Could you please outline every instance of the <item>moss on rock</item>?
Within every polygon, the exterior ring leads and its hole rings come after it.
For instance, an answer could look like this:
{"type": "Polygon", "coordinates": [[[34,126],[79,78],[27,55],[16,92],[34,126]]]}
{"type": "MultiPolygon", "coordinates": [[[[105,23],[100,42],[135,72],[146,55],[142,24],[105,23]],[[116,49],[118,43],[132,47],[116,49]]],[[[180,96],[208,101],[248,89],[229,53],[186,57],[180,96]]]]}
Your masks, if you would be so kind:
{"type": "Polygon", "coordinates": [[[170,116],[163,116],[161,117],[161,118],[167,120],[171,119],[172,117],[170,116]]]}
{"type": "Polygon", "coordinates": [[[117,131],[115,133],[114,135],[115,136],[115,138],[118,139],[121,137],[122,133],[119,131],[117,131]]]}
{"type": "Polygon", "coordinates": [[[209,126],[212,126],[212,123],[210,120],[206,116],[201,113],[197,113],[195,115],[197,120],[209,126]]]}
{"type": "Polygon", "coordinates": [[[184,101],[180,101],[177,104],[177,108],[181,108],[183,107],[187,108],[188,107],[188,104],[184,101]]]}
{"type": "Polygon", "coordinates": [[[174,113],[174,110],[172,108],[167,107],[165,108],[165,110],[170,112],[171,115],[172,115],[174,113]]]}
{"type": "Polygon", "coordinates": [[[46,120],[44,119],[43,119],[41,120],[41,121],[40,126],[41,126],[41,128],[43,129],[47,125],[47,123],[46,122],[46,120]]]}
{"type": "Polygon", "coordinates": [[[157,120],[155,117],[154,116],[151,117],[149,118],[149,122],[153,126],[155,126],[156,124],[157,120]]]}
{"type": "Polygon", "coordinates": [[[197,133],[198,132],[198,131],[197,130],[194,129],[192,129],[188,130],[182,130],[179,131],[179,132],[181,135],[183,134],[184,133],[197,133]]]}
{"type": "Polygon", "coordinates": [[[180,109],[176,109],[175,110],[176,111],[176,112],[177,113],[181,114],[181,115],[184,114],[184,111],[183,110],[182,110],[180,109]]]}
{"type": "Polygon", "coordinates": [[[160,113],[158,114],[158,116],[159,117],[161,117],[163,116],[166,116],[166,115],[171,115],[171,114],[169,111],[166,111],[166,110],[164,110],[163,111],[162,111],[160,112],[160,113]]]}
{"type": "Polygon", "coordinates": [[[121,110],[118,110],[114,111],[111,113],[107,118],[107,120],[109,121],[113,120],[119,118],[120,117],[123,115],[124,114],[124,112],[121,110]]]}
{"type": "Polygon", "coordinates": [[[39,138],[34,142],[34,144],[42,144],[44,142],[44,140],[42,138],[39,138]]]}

* * *

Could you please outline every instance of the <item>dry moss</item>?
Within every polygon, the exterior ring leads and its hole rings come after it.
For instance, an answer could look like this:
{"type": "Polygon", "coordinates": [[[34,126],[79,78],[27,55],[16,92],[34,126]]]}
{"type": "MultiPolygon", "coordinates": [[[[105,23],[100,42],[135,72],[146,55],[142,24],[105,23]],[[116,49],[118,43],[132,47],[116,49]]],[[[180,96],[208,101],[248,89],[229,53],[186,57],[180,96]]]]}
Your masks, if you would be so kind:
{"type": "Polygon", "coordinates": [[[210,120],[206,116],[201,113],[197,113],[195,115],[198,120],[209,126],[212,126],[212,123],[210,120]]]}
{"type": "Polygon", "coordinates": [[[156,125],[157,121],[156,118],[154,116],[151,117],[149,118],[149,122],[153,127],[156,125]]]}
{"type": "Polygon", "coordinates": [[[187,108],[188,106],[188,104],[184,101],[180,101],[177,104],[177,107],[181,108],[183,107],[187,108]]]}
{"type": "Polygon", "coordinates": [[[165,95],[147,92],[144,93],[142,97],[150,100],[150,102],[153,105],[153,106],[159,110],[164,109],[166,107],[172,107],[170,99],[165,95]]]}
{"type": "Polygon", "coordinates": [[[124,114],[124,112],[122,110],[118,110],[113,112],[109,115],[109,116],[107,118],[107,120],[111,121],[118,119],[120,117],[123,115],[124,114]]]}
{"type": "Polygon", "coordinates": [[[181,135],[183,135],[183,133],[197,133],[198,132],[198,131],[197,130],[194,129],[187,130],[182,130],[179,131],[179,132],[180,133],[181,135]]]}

§ ЗАДАНИЕ: Выпишите из записей все строки, где встречается слово «every».

§ ПРАВИЛЬНЫЙ ОТВЕТ:
Could you please outline every instance of the <item>moss on rock</item>?
Within every polygon, the exterior ring leads and its hole rings come after it.
Could you please outline every instance of the <item>dry moss</item>?
Within every polygon, the exterior ring leads and its hole rings come after it.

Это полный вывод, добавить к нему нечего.